§ **PROMPT**: Rewrite the listing below, swapping every "wing feather" for "flight feather" and leaving everything else unchanged. Omit the pictures from your version.

──────── MATERIALS PROVIDED ────────

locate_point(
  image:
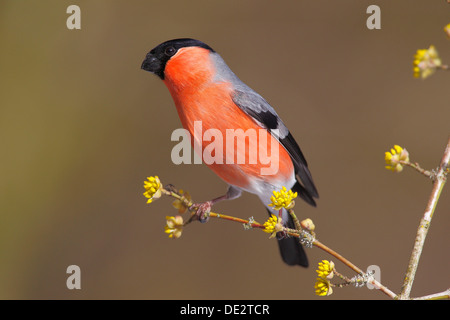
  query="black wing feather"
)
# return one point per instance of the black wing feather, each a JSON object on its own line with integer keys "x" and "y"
{"x": 260, "y": 110}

────────

§ **TASK ANSWER**:
locate_point(
  image:
  query="black flight feather"
)
# return one point per instance of the black flight feather, each a JSON object on its own line with integer keys "x" and "y"
{"x": 260, "y": 110}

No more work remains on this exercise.